Short task: Can you give all the records again without altering a single character?

Source material:

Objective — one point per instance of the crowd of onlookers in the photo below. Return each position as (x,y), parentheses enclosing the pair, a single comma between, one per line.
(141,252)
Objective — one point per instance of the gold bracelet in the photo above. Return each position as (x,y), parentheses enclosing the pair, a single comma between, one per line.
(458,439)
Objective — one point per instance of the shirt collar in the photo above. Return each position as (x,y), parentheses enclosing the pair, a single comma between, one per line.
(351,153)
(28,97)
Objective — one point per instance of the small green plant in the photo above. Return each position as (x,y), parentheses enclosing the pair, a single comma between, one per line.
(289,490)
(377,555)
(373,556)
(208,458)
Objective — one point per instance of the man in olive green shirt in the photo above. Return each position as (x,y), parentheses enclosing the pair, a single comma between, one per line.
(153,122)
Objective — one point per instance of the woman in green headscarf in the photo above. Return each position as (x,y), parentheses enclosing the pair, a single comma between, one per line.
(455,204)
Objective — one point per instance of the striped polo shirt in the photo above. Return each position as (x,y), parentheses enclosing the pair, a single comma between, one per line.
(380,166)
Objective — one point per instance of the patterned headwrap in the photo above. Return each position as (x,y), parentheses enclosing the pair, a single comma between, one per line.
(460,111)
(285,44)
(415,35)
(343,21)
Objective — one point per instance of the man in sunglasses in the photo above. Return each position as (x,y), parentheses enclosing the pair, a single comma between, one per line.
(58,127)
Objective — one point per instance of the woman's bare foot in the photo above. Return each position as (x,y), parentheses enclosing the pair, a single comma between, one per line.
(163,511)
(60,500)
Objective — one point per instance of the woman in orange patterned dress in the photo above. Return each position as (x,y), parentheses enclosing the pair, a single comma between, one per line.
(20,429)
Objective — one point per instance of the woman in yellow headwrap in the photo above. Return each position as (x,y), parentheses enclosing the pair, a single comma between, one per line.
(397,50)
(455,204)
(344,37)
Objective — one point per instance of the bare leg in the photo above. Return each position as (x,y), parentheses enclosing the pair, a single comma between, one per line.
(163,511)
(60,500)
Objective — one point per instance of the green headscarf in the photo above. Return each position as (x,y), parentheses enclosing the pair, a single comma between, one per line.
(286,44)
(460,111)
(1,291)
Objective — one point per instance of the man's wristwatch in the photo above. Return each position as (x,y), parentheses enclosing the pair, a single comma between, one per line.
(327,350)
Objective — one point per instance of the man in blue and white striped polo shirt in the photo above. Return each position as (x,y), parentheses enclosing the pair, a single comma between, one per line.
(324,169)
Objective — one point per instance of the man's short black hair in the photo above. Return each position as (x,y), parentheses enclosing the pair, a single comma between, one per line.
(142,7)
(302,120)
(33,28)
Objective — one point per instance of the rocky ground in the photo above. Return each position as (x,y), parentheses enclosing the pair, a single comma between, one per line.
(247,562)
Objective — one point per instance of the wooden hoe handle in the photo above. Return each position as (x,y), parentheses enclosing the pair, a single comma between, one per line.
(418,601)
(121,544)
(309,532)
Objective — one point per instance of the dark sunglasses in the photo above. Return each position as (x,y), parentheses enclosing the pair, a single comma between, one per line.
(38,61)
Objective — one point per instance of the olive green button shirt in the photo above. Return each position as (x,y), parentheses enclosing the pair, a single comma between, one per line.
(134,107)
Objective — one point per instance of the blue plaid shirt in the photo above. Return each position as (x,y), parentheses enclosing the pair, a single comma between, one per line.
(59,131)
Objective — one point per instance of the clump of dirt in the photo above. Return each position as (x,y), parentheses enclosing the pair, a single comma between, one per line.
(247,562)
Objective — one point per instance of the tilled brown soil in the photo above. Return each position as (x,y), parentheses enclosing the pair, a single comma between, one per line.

Correct response:
Objective — one point per instance of the crowd of onlookers in the photo below. Return each position as (x,y), parentheses enclosing the pair, a single comma between, one per line.
(141,252)
Objective — one point per instance of the gold bracelet in the photo above. Return each position as (x,y), parentheses enclosing the pair, a single comma between, one per line.
(458,439)
Objective — one point per instance of the shirt collar in the photo above. Return each position as (x,y), parentheses enclosing the pair, a single comma between, one per line.
(351,153)
(28,97)
Objective — one point per instance of the small green plant in the photo above. Return each position as (x,y), parentheses enclosing the pair, a single comma between, one per line.
(289,490)
(377,555)
(373,556)
(208,458)
Objective — one point per instance of the man in olive green shirt in the photo above. Return each position as (x,y), parentheses enclosing the pair, a single comma between, one per line.
(153,122)
Objective — one point per instance of the woman in green headscarf in the photo above. Return each position as (x,y), parentheses enclosing the pair, a single comma between, one per line.
(455,204)
Objective — one point per instance of the striped polo shirt in the photo above. Return each position as (x,y), parentheses enclosing the pair, a single comma between, one per line.
(380,166)
Objective — one point per instance of the patterned headwrap in the photo above. Return each position as (x,y), parentheses enclosing the pair, a single comma between, one per line.
(460,111)
(285,44)
(415,35)
(343,21)
Objective — one point per instance of the man in sunglasses in the photo above. Return each position as (x,y), parentheses enclosing the pair, a single comma between, one per line.
(58,127)
Objective — one point per instance of the woman's bare foot in the photo above. Return each position as (x,y), parentheses enclosing the pair, a single comma between, one per line.
(163,511)
(60,500)
Objective — one point per instance of the woman in orange patterned dress in the photo above. Return each position as (x,y), parentheses enclosing the pair, a single comma between, one per line.
(20,429)
Objective — one point per instance of the woman in yellow headwrap in the photo above. Return each position as (x,y), parentheses enclosing the pair, a single comma between, one per line.
(397,50)
(455,204)
(344,37)
Objective — one point per instance of the bare leg in the photo above. Return each position as (x,y), parentheses enclosing the pair, a single comma between, one per line.
(163,511)
(60,500)
Objective — one point per instance of the green headscarf in the photo above. Return each position as (x,y), parentheses enclosing the pair, a single comma between, one per line.
(286,44)
(460,111)
(1,291)
Objective — one point per instance of the man's wristwatch in the photo above. Return each position as (x,y), parentheses enclosing the pair, a single comma between, one per line.
(327,350)
Objective — one point per instance of the man in blue and white striped polo shirt in the photo above. Return each position as (x,y), parentheses enclosing the pair, a single comma between, one per line.
(324,169)
Objective — one point per instance of the man's short black hair in the photo above. Return each position as (x,y), parentheses enclosing the pair, a single comma between, one per line.
(142,7)
(302,120)
(33,28)
Objective — one point per instance of the rocky ground in the photo above. Return each position as (x,y), parentheses enclosing the pair, a single comma between, one per line.
(247,562)
Objective — one point per instance of the wooden hoe handle in the photo above. Return each position as (x,y), parentheses enclosing the pair, a single comma between, one per line.
(418,601)
(121,544)
(309,532)
Objective — one point per instance of the dark sunglasses in the photo above. Return each position as (x,y), parentheses enclosing the pair, a single comma between, one per line.
(38,61)
Objective — one point per instance of the olive green button shirt in the photo above. Return each position as (x,y), parentheses enclosing the pair, a single comma between, one per line.
(134,107)
Objective — one point per instance of the blue plaid shirt in the photo above. Return each position as (x,y), parentheses enclosing the pair, a single comma between, one per line.
(59,131)
Objective — one point per instance of the clump of dirt in the photo above. Return each position as (x,y), parentheses enclosing the pair, a single comma between, one per line.
(247,562)
Objective — one point per instance of the tilled brown soil in the photo above. Return each position as (x,y), parentheses enclosing the pair, a single comma between, one per line.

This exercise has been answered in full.